PROVIDED TEXT

########

Nim bare-metal environment for embedded targets. headless mode
Actual implemented target: raspberry pi1 / pi zero (bcm2835)
General target requirements:
- at least 4KiB ram
- at least 20KiB flash
- 1 UART for terminal
- 1 hardware timer
- [cycle counter]
- software interrupt mechanism
- cooperative scheduler (actual simple round-robin scheme / deadline-scheduler planned)
- code runs under system-mode (armv6)
- async programming model (requirement: do not block the event loop)
- easy portable / most of the stuff is in nim - only a 'few' lines of asm
- bare-metal playground and research
- no vendor specific API's - just Nim and direct hardware access
- having fun
- GNU-ARM
- a terminal for uploading files (CoolTerm, yat(supports 3000000baud) , realterm or something else)
- usb to serial adapter [!!! 3.3Vmax on the line !!!] (ftdi, CH340..)
- tested with Nim compiler devel / GNU-ARM toolchain 13.3Rel1 with windows11 host
- older toolchains are also fine but not 14.2Rel1 (actually not investigated)
- current baudrate is set to 3000000 / highest one for 250mHz core clock - changeable in envconfig.nim [config_uartBaudRate]
- checkout project and compile the demo with "nim build_rp1 project.nims"
- configure host terminal (EOL is linefeed)
- copy kernel.img to raspberry´s sd-card (consecutive builds are uploadable via terminal (Motorola SRecord format used))
- wire gpio14 (TxD0) to adapter's rx-line
- wire gpio15 (RxD0) to adapter's tx-line
- Rx/Tx wires should be short as possible (10cm jumper wired will work) / the ftdi runs fine with 3000000baud (other vendors not tested)
- wire ground (I always use pin39) to adapter ground
- power target on
- follow the instructions on terminal :-)
- stdio is retargeted to UART
- the demo spawns up to 10 'processes' (at the moment no posix api)
- the complete runtime in cycles (per process) is collected (irq cycles are also collected but at the moment not related to the actual active process)
- total ram is limited to 64kiB / shared-heap around 24kiB but you can change that in the main linker file subdir 'hal/boardname/boardname.ld'
- process stacksize is 1kiB (adjustable in envconfig.nim)
- race conditions are trapped and the cause is printed out to UART (same for uncaught exceptions)
- you can do snapshots of the entire register set (cpsr/spsr not implemented)
- in memory image uploadable (the loader is invoked if a race condition occurs or the demo is finished)

########

Stored items

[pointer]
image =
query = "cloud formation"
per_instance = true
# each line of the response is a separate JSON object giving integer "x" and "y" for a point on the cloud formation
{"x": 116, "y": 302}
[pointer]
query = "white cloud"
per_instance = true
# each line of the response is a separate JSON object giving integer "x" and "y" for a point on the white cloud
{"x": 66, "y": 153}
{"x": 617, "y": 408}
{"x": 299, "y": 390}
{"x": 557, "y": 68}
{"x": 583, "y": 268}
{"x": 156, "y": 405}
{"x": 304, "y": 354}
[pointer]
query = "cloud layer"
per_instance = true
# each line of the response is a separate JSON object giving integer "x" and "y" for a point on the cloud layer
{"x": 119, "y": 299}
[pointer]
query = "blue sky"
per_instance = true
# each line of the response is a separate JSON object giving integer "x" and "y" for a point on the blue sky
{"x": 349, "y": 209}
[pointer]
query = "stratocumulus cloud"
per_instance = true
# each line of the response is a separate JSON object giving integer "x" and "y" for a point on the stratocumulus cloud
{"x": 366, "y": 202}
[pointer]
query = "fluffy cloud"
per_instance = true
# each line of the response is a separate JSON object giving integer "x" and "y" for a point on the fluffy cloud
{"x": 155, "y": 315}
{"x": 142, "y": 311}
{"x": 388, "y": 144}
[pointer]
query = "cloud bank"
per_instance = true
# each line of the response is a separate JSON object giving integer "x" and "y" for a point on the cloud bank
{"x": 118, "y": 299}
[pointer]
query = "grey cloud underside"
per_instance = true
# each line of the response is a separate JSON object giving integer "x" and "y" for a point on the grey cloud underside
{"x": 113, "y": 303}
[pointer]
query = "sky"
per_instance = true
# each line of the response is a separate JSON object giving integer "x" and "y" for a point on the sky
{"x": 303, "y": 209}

########

PARTS OF THE EXERCISE
A) According to the Nim bare-metal notes, why is the current baud rate set to 3000000, and where can it be changed?
B) Reproduce the stretch of the Nim bare-metal notes from "- code runs" through "(EOL is linefeed)".
The data above have no connection to the Nim bare-metal notes.

FULL SOLUTIONS
A) It is set to 3000000 because that is the highest rate for the "250mHz core clock". It can be changed in envconfig.nim through the config_uartBaudRate setting.

B)
- code runs under system-mode (armv6)
- async programming model (requirement: do not block the event loop)
- easy portable / most of the stuff is in nim - only a 'few' lines of asm
- bare-metal playground and research
- no vendor specific API's - just Nim and direct hardware access
- having fun
- GNU-ARM
- a terminal for uploading files (CoolTerm, yat(supports 3000000baud) , realterm or something else)
- usb to serial adapter [!!! 3.3Vmax on the line !!!] (ftdi, CH340..)
- tested with Nim compiler devel / GNU-ARM toolchain 13.3Rel1 with windows11 host
- older toolchains are also fine but not 14.2Rel1 (actually not investigated)
- current baudrate is set to 3000000 / highest one for 250mHz core clock - changeable in envconfig.nim [config_uartBaudRate]
- checkout project and compile the demo with "nim build_rp1 project.nims"
- configure host terminal (EOL is linefeed)